**Exercise details**
Each time a line of the listing holds "instance", copy that line.

**Working data**
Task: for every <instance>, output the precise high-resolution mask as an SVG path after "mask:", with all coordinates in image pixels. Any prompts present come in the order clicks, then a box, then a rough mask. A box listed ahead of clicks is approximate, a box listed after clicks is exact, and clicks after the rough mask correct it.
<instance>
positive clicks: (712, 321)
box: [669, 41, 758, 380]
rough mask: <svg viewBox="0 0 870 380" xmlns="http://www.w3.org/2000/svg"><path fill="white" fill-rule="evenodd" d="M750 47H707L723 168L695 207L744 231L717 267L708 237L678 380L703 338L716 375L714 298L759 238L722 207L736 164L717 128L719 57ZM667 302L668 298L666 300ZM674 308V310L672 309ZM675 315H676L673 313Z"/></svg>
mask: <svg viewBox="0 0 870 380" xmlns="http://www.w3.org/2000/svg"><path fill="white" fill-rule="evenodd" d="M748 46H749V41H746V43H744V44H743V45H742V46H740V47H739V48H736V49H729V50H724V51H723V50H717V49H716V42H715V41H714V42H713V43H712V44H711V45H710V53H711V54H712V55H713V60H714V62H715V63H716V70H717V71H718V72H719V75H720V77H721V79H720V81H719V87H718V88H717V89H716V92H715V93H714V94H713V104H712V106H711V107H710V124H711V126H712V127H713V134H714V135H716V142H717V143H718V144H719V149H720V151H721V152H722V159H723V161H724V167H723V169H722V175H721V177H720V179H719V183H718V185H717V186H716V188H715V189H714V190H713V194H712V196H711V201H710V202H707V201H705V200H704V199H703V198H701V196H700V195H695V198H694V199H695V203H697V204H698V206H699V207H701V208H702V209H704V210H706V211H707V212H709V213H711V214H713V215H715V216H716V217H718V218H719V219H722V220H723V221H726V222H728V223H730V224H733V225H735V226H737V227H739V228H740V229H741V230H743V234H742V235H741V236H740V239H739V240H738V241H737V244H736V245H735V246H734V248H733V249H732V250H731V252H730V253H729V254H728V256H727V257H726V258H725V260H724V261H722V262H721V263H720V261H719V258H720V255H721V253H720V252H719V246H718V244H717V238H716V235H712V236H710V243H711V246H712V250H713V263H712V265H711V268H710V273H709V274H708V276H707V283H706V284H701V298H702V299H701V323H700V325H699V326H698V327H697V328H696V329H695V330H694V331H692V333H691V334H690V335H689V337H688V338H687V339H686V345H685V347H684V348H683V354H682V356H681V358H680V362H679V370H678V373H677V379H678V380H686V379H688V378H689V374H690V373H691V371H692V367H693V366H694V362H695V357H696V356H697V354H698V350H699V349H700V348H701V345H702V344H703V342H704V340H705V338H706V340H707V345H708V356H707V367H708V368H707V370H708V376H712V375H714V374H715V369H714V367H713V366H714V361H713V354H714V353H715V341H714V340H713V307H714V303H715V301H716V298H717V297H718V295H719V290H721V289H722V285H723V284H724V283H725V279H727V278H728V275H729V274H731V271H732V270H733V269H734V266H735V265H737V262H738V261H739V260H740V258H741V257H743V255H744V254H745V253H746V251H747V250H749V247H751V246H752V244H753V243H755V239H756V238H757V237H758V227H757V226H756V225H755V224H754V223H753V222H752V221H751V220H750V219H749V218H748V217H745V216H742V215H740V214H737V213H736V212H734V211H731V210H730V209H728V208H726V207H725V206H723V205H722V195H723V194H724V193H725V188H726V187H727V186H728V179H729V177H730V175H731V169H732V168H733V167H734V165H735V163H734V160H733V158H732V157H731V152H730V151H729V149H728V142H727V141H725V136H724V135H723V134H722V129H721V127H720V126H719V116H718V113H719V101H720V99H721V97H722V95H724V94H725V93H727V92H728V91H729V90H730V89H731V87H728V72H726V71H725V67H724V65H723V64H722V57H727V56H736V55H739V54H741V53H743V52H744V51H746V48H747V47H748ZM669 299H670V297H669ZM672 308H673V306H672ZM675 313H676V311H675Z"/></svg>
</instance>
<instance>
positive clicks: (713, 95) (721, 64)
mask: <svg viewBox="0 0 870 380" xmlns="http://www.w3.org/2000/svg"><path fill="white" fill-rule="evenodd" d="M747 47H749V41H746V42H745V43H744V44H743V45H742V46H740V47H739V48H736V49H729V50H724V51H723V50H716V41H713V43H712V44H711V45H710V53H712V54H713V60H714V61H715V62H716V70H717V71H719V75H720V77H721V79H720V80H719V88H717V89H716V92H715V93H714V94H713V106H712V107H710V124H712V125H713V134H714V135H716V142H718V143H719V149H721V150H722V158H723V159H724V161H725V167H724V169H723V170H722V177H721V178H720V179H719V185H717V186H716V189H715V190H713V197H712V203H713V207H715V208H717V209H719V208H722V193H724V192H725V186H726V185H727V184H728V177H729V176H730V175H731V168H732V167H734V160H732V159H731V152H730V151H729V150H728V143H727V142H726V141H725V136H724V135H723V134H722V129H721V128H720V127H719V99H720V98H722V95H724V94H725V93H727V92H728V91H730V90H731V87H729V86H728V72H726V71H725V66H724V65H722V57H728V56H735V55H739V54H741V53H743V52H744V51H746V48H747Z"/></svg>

**Task output**
Task: for every <instance>, output the precise high-resolution mask as an SVG path after "mask:", with all coordinates in image pixels. Any prompts present come in the order clicks, then a box, then a rough mask. A box listed ahead of clicks is approximate, a box listed after clicks is exact, and clicks after the rough mask correct it.
<instance>
</instance>
<instance>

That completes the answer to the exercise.